### Task to complete
Please collect every line in the records below that contains the word "engine", treating uppercase and lowercase as different.

### Task data
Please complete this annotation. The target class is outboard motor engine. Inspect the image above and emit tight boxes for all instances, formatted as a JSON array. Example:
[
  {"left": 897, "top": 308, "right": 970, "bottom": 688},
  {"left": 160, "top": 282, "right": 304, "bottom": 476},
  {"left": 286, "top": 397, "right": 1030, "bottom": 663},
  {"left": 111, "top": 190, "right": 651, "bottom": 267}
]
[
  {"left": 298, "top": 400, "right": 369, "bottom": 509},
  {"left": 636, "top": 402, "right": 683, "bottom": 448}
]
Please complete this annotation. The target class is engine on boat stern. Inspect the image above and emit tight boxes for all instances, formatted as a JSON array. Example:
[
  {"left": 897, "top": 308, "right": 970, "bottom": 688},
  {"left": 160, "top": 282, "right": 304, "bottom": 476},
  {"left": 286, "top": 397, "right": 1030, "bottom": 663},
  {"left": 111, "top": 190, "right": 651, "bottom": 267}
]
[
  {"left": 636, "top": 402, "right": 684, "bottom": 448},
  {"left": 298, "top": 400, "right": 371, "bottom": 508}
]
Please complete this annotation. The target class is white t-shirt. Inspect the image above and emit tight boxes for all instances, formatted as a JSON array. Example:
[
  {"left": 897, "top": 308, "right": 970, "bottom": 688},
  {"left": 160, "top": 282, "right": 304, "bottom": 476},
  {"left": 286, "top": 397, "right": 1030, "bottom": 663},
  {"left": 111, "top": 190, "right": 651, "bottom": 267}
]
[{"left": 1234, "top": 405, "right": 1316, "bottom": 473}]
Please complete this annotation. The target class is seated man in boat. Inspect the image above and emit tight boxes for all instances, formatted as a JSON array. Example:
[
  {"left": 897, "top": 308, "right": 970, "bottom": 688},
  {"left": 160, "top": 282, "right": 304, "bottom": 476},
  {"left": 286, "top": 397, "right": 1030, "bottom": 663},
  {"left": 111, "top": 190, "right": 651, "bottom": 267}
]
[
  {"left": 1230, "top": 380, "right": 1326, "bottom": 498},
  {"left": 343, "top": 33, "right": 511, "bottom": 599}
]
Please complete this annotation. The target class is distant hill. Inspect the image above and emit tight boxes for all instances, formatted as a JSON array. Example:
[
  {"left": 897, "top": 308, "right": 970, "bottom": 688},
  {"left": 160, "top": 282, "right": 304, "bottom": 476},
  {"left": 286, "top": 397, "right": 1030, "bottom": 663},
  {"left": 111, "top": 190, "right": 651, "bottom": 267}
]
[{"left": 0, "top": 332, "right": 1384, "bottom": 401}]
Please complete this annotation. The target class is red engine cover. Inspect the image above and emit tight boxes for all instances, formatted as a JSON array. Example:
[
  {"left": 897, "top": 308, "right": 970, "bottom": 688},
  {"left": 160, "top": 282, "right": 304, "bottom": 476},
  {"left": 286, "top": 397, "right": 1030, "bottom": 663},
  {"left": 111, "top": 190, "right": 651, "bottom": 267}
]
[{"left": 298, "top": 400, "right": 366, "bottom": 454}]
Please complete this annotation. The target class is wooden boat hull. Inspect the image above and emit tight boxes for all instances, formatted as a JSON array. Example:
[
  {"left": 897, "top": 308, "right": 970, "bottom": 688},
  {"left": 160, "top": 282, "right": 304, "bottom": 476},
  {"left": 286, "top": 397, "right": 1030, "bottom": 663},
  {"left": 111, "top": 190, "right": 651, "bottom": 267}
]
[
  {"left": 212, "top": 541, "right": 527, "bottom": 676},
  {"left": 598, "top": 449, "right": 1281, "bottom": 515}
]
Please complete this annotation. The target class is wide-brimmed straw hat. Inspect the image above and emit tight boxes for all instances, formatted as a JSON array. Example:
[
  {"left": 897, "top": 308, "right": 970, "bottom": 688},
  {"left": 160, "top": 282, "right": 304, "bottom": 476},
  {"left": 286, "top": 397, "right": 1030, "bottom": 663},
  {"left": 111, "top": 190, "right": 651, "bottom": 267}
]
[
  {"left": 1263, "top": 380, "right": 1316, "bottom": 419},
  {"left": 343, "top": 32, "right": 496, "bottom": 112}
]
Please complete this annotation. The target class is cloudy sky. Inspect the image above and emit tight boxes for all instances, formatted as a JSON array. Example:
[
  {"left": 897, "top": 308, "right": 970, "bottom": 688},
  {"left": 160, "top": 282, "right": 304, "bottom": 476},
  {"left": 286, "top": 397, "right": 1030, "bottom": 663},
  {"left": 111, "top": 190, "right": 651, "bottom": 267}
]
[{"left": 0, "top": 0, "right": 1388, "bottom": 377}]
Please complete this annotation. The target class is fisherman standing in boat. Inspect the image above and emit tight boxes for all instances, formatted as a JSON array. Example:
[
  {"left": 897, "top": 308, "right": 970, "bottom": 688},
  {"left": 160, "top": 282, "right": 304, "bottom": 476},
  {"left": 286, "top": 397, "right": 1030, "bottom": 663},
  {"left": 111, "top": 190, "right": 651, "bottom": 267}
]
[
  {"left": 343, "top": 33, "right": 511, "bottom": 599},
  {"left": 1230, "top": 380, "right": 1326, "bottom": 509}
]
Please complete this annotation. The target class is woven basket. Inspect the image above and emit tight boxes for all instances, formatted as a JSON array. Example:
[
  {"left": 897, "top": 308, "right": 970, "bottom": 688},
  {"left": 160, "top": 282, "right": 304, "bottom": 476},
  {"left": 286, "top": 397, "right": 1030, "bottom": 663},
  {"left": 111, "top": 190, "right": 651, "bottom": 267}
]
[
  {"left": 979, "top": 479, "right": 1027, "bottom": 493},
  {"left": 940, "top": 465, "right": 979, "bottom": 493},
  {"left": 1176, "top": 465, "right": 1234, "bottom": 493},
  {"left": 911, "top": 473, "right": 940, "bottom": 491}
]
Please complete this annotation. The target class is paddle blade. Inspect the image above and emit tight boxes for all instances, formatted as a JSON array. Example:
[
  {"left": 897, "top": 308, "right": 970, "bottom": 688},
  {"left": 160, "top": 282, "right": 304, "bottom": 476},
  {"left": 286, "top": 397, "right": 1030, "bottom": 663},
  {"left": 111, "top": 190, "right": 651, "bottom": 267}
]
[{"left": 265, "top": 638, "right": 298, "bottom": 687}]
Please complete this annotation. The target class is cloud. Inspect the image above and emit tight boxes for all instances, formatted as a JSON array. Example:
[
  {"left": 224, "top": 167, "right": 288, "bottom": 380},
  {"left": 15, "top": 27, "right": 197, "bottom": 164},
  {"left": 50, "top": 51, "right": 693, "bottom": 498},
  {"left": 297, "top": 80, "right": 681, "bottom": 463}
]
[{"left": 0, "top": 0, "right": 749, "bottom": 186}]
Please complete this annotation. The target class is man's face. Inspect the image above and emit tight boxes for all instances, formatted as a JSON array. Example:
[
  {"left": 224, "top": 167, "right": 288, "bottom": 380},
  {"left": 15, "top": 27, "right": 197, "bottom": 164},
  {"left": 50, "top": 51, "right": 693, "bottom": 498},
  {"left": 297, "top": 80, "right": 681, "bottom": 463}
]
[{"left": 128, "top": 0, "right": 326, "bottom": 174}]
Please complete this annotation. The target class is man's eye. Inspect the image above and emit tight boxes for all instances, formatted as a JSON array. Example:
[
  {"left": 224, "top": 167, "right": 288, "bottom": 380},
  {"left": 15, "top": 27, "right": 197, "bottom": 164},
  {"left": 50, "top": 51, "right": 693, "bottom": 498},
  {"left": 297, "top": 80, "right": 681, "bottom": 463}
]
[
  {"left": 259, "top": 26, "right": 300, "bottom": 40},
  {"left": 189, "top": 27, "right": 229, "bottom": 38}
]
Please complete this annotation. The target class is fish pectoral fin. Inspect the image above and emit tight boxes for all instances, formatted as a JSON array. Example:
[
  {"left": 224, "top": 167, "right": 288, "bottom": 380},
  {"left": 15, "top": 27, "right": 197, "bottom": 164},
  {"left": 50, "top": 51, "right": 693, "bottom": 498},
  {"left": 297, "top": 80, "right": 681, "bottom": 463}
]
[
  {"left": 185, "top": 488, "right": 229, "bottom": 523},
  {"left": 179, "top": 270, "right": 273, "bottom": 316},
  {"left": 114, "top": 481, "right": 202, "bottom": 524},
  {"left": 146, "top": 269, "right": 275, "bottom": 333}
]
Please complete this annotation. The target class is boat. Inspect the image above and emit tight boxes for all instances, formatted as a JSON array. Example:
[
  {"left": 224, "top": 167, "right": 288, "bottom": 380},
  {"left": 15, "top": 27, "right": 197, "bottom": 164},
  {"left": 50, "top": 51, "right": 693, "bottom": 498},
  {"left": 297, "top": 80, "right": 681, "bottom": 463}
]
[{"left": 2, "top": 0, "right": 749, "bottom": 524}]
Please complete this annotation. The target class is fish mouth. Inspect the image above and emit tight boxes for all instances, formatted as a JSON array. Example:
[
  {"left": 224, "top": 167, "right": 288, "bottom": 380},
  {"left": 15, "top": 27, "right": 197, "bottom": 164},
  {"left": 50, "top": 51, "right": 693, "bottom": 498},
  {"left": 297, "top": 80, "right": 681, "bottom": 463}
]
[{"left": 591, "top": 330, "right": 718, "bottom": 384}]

### Task result
Please complete this annotation. The target class is outboard motor engine. Inspect the image above and emit tight boxes for all instances, formatted as a JSON array. Example:
Please complete this annotation. The target class is engine on boat stern. Inspect the image above and emit tight boxes for all instances, formatted as a JSON array. Example:
Please complete this annotation. The target class is red engine cover. Inspect the image above and emit tight boxes for all instances, formatted as a JSON array. Example:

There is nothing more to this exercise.